- UK DVD cover
- Directed by: Frank Cappello
- Screenplay by: John Allen Nelson Max Strom
- Story by: Takashige Ichise
- Produced by: Michael Leahy; Aki Komine;
- Starring: Viggo Mortensen; Ryo Ishibashi; Michael Nouri; Franklyn Ajaye; Yuji Okumoto; Anzu Lawson; Robert Forster;
- Cinematography: Richard Clabaugh
- Edited by: Sonny Baskin
- Music by: David C. Williams
- Production companies: First Look International; NEO Motion Pictures; Ozala Productions; Tohokushinsha Film;
- Distributed by: RLJE Films (U.S.)
- Release dates: December 22, 1993 (Japan); February 14, 1995 (Japan);
- Running time: 95 minutes
- Countries: United States Japan
- Languages: English Japanese

= American Yakuza =

1993 film directed by Frank Cappello

American Yakuza is a 1993 crime action film directed by Frank Cappello, from a screenplay by John Allen Nelson and Max Strom, and starring Viggo Mortensen and Ryo Ishibashi. The film is about an American FBI agent (Mortensen) who goes undercover to infiltrate a Japanese Yakuza clan, which is at war with the mafia. It was released on December 22, 1993.

==Plot==
American FBI agent David Brandt is working undercover under the identity of Nick Davis, a former convict who died in solitary confinement, at a warehouse in Los Angeles that the Tendo crime family owns in order to infiltrate their operations. After Brandt saves the life of one of the family's leaders, Shuji Sawamoto, Sawamoto welcomes him into the criminal organization. As part of his introduction, Sawamoto takes Brandt to witness the execution of Okazai, an alleged traitor, via woodchipper then stops the execution at the last minute. After Sawamoto and Brandt leave the scene, the man is shot by the remaining Yakuza members. For his first assignment, Brandt is tasked with overseeing a meeting between Sawamoto and Dino Campanela, who Sawamoto believes organized the assassination attempt. Campanela denies involvement in the attack, he orders his underlings, to wipe out the Tendo family. Later, Sawamoto invites Brandt over for a family meal; Brandt is crude and unfamiliar with Japanese customs, commenting on the dining arrangement by saying, "I thought you guys ate on the floor or something." Kazuo, one of Sawamoto's men, is immediately suspicious of Brandt, and comments on him being too tan for someone who allegedly spent the last year in solitary confinement. Brandt claims that he is a quarter Apache in response. Tensions reach a boiling point with Kazuo after Brandt refers to Sawamoto by a nickname, and Sawamoto has to intervene before the two get into a physical altercation.

Later, Brandt meets up with Sam, a fellow FBI agent, and the two debrief on the investigation. Sam reveals that Okazaki was also an FBI agent and was murdered by the Yakuza. Before Brandt leaves, Sam instructs him to "do whatever it takes" to remain in the good graces of the Tendo family. After Brandt leaves, he discovers that one of the Yakuza members is following him and confronts Sawamoto. During the confrontation, Sawamoto comments on Brandt's poor manners, and Brandt returns the samurai sword Sawamoto lost during the assassination attempt.

At the FBI office, Sam and the director, Littmann, discuss Brandt's role on the case. The director is suspicious of Brandt's loyalties, but Sam ardently defends Brandt, claiming that he will remain loyal because he has no family or personal ties outside of the FBI. The argument does little to persuade Littman.

_Stored records_:

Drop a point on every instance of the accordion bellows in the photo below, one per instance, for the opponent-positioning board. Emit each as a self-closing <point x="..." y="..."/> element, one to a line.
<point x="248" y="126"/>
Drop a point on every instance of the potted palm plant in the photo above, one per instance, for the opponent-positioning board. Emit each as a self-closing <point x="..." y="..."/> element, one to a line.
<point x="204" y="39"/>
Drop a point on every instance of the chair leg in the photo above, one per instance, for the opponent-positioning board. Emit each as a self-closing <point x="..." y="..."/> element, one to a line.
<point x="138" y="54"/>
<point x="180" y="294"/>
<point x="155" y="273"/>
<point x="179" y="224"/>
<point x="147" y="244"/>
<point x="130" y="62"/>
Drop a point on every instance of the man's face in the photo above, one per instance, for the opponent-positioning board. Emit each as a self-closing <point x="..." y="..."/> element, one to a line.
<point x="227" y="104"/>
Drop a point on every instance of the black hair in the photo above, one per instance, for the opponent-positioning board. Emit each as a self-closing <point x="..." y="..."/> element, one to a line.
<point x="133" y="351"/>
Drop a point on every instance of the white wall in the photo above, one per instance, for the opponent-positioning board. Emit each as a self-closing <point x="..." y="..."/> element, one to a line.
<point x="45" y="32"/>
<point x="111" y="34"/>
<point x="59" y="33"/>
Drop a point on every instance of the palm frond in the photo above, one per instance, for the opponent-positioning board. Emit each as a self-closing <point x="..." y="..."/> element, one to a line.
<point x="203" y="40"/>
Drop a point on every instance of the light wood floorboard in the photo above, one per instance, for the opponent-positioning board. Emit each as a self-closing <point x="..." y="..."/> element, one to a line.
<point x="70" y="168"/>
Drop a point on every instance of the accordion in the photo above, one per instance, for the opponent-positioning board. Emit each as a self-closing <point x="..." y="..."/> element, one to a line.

_Exercise set_:
1: Name every actor in the "Starring" line of the American Yakuza article.
2: Carry on the American Yakuza plot summary from after its final sentence, "The argument does little to persuade Littman."
The records come from a different source than the American Yakuza article.

_The replies_:
1: Viggo Mortensen, Ryo Ishibashi, Michael Nouri, Franklyn Ajaye, Yuji Okumoto, Anzu Lawson, Robert Forster

2:
In the meantime, Brandt and the Yakuza begin to bond as they travel to an arms deal in a warehouse. At the warehouse, the Yakuza members enter the building while Brandt stays outside to serve as the getaway driver. The arms deal turns out to be an FBI sting set up by Brandt's office. Brandt is unaware of the sting operation, nor do the FBI agents know that Brandt is an undercover agent and attempt to apprehend him. Although Brandt announces that he is an FBI agent, the FBI agents continue to fire on him. Brant fires back and non-fatally shoots one of the agents before escaping.

Brandt and the surviving Yakuza members recover the money and report the incident to Sawamoto. Sawamoto rewards Brandt with a large, but empty, house. Brandt looks despondently around the room. When Sawamoto asks if the house is not to his liking, Brandt comments on the house being a lot of space for one person. Sawamoto says that that might change soon.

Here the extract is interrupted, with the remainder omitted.